**EXERCISE TASK 1:**
Rewrite the concert program from "Under the Bard's" to "that it inspired.", putting "Midsummer" wherever "Mid-Summer" appears.

**PASSAGE TO READ:**
Under the Bard's Spell
Mid-Summer Night's Dream
by Felix Mendelssohn

The Tempest
by Jean Sibelius

people in chairs
An evening of music inspired by Shakespeare, complete with actors, Mendelssohn's Mid-Summer Night's Dream and the lesser known Incidental Music to "The Tempest" are the perfect vehicles in which to combine the lyrical text of Shakespeare's plays with the beautiful music that it inspired.
Curtains

Carmen
(Semi Staged)
by Georges Bizet

The three hour opera condensed into a 50-minute concert version functions perfectly as the second half of a program. A narrator takes you through the main story, while we listen to arias by the three main characters, Don Jose, Carmen and Toreador. A local chorus of cigarette girls, factory workers, and gypsy dancers join to make this an enjoyable evening for all.
Songs of a Wayfarer
by Gustav Mahler

This moving piece about a man who has lost his love is so much more powerful when set in a theatrical setting with lighting, costumes, and a simple set. The poetry of the text truly came to life in our performance.

Peer Gynt
by Edvard Grieg

This is a semi-staged concert version of the incidental music to Peer Gynt that is about 80 minutes long. Most people are familar with the music from the two orchestral suites, but the full incidental music has so much more to offer. The melodies are beautiful and soulful. Three actors take us through the story and the orchestra is joined by a soprano soloist and a chorus.

**WORKING DATA:**
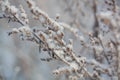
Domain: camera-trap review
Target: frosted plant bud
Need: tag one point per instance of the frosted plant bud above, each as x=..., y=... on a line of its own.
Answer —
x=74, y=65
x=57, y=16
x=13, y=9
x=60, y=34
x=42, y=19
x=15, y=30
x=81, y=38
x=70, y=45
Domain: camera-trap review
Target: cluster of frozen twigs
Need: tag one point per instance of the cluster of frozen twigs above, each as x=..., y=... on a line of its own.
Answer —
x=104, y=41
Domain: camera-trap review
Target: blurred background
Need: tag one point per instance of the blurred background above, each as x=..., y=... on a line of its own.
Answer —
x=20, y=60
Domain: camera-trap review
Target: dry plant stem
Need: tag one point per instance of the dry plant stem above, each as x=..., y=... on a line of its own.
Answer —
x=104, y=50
* * *
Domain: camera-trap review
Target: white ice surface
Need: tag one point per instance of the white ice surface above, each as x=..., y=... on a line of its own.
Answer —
--
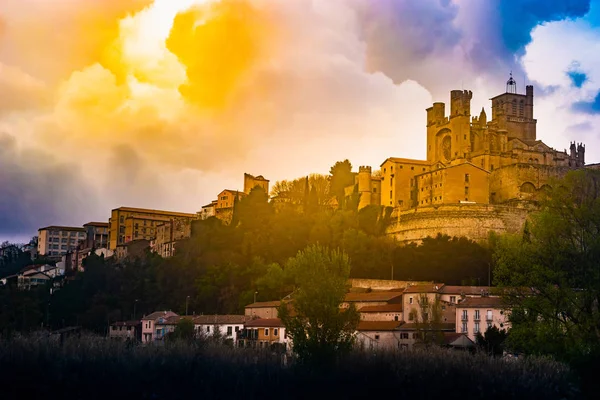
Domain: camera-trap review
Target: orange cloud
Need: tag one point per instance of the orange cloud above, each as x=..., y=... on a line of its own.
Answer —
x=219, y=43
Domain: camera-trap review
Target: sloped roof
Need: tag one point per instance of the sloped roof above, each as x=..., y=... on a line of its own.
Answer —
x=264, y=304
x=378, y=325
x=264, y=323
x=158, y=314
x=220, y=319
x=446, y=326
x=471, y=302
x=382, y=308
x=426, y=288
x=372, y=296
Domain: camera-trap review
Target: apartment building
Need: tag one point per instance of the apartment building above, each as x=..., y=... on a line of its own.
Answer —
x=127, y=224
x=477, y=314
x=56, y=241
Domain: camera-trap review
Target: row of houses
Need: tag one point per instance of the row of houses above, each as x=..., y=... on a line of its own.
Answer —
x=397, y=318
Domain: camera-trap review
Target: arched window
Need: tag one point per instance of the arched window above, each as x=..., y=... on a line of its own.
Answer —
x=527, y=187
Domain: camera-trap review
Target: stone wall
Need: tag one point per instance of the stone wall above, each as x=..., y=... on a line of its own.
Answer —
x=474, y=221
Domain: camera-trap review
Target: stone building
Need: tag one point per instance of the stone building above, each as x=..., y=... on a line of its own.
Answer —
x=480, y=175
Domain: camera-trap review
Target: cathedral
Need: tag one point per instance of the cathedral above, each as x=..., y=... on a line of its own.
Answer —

**EXERCISE TASK 2:**
Identify every line of the listing that contains the string "sloped", treating case as significant.

**FINAL RESULT 1:**
Under the Bard's Spell
Midsummer Night's Dream
by Felix Mendelssohn

The Tempest
by Jean Sibelius

people in chairs
An evening of music inspired by Shakespeare, complete with actors, Mendelssohn's Midsummer Night's Dream and the lesser known Incidental Music to "The Tempest" are the perfect vehicles in which to combine the lyrical text of Shakespeare's plays with the beautiful music that it inspired.

**FINAL RESULT 2:**
Target: sloped roof
Need: tag one point per instance of the sloped roof above, each as x=..., y=... on a line of its own.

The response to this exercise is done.